[Job] How many lines of the records contain the word "draw"? Reply with the number alone.

[The data]
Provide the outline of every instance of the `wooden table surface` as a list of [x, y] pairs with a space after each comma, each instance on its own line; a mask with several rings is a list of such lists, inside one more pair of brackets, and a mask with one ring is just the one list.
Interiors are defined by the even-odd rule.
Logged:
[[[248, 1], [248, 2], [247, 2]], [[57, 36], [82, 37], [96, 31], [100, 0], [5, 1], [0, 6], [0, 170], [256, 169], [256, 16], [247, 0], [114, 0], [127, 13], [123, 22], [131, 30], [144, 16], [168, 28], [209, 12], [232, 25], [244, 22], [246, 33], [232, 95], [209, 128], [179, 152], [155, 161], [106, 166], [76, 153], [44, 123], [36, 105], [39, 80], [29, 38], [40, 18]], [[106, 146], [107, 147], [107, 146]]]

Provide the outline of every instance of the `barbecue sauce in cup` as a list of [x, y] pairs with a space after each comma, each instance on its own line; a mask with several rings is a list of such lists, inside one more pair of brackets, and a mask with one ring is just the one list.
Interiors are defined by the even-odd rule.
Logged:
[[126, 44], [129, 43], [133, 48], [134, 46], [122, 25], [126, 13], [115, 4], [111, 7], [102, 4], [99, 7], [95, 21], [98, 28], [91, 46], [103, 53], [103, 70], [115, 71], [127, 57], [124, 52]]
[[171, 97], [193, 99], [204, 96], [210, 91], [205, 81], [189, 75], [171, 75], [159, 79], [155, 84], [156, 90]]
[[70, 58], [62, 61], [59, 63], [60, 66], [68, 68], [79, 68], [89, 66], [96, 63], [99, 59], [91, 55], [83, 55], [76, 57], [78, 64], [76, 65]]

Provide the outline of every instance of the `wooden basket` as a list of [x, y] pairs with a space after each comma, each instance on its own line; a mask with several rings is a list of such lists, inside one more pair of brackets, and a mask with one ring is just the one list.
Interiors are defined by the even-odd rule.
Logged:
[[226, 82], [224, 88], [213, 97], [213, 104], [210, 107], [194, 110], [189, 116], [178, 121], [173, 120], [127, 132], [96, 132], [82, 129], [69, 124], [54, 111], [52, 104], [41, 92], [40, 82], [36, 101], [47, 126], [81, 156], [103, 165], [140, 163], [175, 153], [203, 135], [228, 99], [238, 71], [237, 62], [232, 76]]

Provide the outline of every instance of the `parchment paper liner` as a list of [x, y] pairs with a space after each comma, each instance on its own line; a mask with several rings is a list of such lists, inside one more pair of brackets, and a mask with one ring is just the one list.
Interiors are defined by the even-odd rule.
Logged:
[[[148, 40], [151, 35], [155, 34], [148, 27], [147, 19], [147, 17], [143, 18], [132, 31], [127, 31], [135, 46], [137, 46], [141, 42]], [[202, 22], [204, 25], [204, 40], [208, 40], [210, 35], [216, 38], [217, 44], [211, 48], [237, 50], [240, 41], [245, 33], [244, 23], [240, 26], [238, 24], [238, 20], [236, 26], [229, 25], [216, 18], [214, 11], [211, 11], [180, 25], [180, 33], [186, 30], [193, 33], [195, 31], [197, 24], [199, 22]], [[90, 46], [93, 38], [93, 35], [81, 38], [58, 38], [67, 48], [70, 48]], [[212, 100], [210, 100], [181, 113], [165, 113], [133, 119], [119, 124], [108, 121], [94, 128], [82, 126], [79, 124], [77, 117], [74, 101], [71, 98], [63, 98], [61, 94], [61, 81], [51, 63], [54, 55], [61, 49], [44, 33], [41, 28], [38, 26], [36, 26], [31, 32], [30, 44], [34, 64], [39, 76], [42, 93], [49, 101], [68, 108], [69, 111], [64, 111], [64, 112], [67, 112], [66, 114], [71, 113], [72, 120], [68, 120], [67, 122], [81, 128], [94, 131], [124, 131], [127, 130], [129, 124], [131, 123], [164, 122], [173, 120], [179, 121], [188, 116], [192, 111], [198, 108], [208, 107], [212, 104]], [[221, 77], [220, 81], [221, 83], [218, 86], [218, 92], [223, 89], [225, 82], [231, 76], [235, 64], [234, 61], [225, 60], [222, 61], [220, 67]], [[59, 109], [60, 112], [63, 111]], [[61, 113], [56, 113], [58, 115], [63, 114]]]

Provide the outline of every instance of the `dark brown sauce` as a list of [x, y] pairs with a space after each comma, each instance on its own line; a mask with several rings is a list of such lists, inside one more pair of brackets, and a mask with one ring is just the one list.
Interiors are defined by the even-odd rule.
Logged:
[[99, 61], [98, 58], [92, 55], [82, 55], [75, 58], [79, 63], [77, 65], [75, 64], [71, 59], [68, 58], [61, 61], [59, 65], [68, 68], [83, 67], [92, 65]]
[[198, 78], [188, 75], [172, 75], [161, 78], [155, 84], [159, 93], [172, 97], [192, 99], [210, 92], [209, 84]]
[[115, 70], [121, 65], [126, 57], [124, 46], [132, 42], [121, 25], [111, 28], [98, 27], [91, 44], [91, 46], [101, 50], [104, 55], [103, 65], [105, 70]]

==

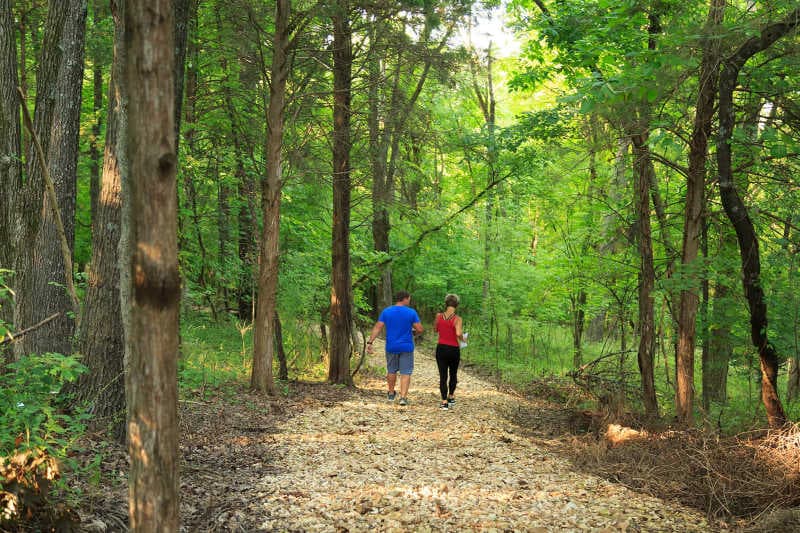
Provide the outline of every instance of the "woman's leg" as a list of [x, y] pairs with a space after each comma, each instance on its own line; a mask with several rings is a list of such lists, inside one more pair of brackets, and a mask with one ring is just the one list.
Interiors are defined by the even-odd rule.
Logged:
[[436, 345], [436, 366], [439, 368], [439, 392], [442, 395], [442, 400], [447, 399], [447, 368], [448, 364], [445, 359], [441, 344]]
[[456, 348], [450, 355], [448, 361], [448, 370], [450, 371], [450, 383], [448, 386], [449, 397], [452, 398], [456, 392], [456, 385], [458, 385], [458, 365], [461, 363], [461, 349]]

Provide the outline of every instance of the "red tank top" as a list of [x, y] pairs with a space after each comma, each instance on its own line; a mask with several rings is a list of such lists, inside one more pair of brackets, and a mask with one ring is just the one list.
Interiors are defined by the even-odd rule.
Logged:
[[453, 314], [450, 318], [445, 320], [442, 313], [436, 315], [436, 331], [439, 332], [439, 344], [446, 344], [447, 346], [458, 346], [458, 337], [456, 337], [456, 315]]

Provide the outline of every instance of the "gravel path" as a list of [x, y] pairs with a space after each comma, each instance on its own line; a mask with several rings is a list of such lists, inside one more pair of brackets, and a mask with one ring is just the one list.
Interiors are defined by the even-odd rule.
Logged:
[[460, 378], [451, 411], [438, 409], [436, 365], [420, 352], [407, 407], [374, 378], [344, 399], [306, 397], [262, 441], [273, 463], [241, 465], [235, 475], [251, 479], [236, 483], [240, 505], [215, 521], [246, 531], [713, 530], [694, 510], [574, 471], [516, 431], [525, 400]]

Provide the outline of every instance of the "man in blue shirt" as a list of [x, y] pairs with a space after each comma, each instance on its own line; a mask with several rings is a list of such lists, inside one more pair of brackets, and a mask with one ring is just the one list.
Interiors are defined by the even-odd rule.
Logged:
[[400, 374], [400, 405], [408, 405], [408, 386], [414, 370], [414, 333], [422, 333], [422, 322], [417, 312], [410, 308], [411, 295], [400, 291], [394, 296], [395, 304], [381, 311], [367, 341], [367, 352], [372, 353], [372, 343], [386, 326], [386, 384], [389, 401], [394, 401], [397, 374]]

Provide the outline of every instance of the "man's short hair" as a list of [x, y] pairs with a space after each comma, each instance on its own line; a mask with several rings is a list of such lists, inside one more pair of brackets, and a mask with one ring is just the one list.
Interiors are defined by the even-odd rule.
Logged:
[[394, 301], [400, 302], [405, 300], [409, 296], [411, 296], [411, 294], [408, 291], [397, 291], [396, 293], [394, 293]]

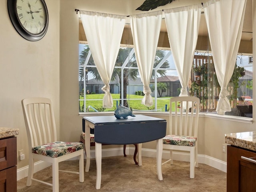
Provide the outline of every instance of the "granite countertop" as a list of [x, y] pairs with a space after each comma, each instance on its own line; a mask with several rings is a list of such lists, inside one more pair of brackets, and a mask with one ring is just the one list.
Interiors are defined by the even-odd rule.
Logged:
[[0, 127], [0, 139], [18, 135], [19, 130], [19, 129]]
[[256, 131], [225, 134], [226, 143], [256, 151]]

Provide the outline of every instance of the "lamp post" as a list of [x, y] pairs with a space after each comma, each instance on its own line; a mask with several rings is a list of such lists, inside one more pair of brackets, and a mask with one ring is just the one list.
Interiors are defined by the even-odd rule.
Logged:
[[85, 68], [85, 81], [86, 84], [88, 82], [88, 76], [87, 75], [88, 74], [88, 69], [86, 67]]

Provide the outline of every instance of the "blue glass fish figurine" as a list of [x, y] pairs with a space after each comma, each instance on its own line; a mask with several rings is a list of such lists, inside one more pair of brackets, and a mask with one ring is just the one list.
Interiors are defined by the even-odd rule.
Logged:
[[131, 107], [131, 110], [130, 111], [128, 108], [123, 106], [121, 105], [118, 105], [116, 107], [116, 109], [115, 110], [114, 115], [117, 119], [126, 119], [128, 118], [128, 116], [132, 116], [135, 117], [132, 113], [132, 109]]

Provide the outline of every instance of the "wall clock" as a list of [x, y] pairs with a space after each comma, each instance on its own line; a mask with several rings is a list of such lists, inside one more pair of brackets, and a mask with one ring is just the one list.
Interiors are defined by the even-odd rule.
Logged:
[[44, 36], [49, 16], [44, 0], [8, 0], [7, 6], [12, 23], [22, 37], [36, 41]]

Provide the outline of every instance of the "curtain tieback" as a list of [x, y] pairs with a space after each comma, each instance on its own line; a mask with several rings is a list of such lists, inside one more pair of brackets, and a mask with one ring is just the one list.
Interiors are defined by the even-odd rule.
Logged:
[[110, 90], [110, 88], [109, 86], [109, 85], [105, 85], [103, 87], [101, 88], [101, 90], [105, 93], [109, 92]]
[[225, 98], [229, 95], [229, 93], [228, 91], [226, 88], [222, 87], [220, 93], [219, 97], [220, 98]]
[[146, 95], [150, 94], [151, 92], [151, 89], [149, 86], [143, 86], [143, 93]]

* * *

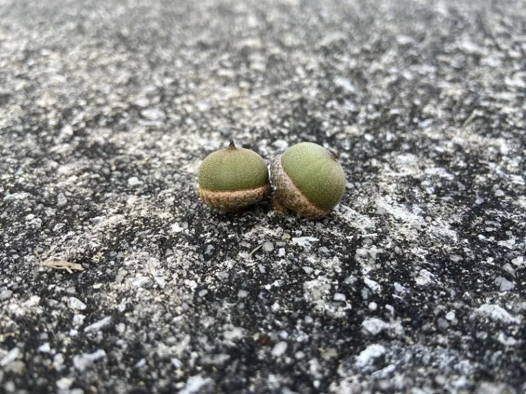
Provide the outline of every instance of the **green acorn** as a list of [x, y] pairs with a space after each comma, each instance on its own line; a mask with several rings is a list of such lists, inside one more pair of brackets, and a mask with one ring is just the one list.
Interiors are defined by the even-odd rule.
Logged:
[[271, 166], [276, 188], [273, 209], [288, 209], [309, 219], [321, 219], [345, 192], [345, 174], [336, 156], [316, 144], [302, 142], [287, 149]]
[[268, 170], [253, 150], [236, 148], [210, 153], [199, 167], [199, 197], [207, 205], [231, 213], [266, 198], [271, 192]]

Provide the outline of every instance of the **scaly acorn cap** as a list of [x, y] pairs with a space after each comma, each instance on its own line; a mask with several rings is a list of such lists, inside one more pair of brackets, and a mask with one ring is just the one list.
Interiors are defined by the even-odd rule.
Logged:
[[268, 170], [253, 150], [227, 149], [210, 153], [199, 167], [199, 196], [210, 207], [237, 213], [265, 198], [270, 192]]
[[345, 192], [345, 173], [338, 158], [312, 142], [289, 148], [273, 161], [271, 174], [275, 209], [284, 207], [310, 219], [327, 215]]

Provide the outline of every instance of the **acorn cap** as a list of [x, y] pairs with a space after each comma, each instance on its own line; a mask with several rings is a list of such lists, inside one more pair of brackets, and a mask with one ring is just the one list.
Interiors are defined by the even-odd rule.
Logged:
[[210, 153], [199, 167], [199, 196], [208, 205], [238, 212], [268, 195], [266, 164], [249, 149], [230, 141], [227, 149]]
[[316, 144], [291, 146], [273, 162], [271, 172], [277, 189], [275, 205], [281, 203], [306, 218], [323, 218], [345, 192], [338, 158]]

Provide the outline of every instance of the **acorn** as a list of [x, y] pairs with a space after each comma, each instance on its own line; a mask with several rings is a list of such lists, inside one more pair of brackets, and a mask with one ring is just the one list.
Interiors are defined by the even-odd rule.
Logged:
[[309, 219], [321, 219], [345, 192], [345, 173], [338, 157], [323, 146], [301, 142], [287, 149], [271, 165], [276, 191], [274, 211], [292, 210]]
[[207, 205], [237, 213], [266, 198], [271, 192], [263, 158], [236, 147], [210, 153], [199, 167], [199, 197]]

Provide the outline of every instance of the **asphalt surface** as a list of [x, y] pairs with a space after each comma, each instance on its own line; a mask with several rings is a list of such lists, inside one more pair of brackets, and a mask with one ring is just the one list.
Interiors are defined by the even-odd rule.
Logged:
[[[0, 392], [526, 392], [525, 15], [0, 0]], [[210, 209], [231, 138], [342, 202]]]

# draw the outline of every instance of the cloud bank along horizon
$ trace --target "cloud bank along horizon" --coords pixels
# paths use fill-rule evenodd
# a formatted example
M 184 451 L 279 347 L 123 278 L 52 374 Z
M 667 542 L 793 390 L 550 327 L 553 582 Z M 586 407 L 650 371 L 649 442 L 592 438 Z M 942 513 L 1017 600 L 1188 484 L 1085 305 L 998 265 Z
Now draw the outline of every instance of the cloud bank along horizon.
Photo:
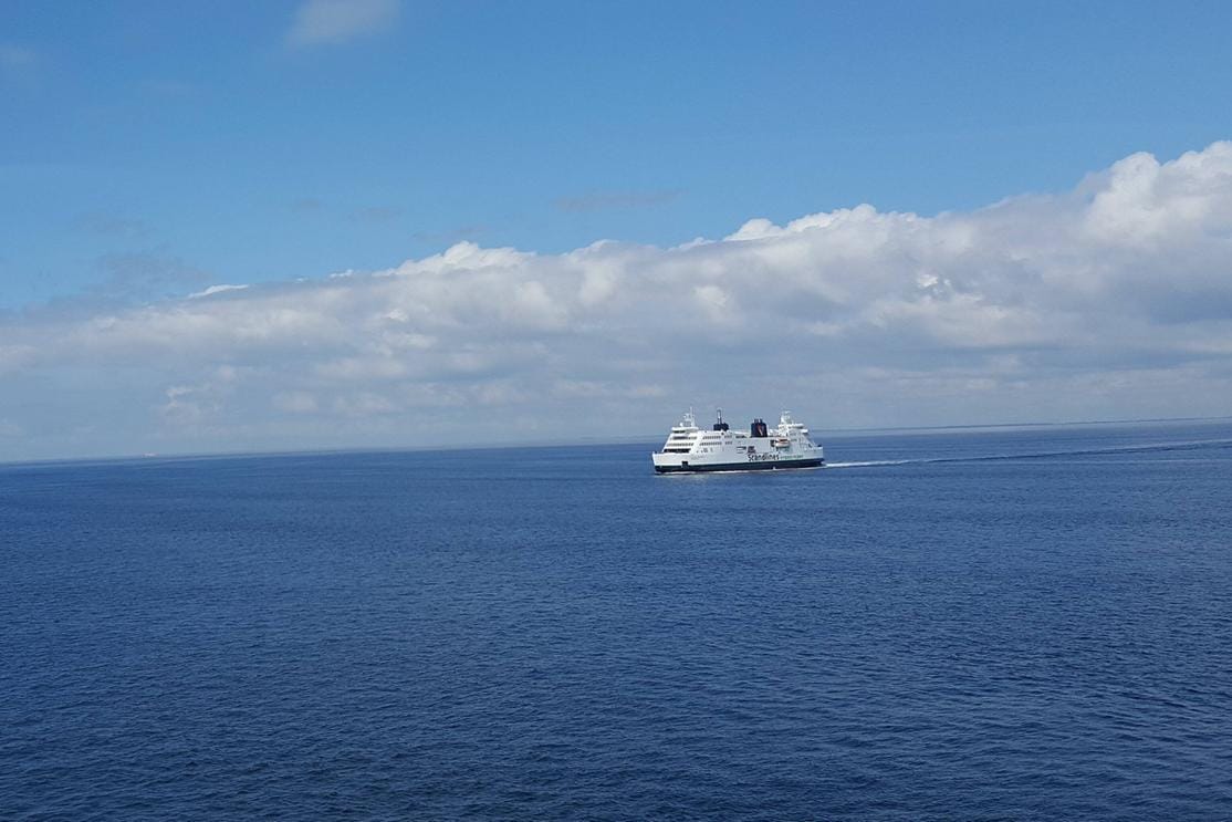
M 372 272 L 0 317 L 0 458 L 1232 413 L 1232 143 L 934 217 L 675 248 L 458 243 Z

[Output of the task] 2